**Work request:**
Among the lines of the entries below, count those containing the word "exact" and answer with the number only.

[[ Exercise input open ]]

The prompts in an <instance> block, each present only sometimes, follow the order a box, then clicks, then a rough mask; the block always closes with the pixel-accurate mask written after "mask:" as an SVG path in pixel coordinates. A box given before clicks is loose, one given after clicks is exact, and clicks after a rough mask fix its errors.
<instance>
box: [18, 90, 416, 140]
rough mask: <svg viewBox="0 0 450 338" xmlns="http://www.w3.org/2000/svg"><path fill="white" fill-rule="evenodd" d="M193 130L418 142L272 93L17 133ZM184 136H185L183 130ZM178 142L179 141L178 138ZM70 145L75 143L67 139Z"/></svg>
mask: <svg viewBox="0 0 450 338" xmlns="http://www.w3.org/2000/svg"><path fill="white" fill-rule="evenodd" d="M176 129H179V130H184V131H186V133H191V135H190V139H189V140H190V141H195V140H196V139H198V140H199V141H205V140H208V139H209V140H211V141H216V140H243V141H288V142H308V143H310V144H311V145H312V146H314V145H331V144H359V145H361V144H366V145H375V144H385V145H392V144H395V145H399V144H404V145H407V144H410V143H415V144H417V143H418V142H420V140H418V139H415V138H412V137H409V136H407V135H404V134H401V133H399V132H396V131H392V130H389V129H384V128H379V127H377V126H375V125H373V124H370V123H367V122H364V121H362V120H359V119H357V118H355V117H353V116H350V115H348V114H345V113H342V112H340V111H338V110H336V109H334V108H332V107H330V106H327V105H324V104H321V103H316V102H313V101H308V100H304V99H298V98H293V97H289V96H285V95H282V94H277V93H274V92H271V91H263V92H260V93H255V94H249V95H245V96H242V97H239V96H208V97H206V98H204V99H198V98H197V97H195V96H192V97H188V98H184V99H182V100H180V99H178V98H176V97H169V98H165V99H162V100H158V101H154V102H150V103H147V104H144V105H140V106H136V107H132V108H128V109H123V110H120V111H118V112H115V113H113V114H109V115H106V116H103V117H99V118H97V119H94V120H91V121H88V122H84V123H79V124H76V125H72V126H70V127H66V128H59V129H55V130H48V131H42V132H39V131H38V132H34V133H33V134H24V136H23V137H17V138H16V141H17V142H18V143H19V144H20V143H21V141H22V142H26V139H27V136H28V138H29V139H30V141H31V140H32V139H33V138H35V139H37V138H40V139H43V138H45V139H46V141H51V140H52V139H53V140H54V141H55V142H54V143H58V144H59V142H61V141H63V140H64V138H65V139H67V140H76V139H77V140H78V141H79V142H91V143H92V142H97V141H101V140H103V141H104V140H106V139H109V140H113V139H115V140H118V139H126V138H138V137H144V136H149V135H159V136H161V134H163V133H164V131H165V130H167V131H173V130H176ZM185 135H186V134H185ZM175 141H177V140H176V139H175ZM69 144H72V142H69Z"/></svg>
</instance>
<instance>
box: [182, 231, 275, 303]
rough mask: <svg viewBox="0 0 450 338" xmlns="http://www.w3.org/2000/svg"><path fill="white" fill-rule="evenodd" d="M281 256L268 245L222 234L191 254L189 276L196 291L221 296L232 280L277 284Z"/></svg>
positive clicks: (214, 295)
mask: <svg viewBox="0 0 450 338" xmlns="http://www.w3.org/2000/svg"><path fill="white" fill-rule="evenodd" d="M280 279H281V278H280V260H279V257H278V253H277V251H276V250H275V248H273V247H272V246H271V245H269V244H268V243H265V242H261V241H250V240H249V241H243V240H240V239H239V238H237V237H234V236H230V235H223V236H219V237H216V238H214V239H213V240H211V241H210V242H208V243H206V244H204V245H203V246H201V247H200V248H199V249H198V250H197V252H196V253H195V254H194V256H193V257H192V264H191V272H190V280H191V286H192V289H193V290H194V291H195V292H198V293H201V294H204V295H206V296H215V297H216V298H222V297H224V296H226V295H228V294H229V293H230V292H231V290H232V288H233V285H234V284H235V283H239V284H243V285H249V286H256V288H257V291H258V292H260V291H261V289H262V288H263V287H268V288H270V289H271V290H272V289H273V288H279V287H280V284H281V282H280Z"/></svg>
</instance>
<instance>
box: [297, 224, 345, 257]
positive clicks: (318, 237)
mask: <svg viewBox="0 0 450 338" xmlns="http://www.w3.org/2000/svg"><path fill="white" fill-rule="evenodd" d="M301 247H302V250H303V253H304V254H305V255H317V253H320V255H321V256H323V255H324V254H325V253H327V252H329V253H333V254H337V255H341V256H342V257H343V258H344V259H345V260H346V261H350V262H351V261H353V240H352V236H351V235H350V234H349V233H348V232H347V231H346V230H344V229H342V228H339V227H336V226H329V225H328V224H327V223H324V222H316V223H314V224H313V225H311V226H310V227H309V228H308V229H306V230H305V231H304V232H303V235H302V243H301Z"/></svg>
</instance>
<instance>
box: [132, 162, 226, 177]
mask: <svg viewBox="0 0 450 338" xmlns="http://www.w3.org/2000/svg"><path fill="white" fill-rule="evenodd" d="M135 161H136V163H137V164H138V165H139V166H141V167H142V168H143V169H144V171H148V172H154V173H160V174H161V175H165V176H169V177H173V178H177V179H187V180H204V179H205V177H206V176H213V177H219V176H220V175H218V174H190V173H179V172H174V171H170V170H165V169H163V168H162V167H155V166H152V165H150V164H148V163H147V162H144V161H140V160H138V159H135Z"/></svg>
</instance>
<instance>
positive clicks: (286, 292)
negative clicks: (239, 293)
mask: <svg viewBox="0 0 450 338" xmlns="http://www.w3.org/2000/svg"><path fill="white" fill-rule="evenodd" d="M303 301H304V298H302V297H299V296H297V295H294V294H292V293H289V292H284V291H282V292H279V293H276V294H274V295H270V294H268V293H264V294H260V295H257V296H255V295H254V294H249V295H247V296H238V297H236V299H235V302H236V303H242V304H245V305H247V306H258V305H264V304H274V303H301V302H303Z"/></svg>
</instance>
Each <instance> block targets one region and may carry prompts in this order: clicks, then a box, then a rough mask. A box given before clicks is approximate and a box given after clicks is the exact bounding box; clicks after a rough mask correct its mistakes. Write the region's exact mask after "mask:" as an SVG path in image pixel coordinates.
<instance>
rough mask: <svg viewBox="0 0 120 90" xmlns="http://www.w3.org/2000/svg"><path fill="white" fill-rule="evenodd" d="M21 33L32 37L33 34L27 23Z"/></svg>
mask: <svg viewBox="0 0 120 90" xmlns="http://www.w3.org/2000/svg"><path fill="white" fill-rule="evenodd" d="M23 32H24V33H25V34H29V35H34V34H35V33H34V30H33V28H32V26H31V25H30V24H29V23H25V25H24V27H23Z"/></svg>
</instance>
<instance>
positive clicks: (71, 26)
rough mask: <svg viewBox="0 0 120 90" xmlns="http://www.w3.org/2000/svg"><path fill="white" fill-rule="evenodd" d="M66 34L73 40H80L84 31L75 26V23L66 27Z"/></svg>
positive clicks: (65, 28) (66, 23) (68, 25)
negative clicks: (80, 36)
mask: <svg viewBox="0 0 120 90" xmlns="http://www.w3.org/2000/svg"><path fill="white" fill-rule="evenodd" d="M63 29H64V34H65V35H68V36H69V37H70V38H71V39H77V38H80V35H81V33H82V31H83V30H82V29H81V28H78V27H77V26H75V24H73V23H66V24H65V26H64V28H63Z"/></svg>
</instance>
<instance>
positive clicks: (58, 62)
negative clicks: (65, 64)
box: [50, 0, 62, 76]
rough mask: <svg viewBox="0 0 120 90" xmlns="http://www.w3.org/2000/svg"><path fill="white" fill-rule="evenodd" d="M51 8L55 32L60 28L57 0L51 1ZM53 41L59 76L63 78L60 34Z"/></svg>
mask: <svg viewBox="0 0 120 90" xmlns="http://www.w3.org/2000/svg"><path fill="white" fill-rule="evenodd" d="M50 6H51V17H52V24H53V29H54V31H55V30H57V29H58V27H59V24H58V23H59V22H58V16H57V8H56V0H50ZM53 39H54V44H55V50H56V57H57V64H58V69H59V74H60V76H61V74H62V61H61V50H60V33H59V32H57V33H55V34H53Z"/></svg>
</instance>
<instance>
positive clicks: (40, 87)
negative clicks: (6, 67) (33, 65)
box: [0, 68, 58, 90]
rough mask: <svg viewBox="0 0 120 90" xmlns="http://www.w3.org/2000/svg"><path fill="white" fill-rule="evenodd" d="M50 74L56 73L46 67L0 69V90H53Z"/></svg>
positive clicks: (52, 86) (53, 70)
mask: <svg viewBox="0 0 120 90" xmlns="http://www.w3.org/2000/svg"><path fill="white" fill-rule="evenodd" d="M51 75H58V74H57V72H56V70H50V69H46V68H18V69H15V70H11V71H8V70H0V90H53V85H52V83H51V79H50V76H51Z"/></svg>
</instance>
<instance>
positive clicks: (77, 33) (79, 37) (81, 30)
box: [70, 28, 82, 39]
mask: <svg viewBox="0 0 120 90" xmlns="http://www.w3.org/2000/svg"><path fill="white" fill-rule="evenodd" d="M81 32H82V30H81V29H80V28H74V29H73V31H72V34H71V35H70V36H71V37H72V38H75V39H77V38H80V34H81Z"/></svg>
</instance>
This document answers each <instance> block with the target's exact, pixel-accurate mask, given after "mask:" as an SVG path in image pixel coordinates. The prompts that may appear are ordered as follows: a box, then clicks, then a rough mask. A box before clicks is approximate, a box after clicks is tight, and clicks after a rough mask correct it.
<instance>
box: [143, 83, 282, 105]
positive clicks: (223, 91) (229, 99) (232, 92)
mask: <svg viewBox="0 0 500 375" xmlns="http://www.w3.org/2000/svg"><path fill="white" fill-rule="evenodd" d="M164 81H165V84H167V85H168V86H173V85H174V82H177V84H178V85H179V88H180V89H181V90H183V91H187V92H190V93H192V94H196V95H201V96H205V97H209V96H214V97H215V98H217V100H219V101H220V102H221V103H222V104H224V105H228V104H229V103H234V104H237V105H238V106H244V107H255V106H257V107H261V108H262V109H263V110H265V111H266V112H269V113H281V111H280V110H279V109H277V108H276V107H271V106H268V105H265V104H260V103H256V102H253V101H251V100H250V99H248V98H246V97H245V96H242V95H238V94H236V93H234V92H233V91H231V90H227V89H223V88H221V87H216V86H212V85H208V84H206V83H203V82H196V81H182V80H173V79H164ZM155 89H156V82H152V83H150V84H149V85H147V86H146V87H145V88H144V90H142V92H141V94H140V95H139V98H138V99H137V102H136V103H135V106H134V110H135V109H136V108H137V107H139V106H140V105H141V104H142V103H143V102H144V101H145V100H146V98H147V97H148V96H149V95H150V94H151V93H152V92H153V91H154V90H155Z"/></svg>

[[ Exercise input closed ]]

**Output for this exercise:**
3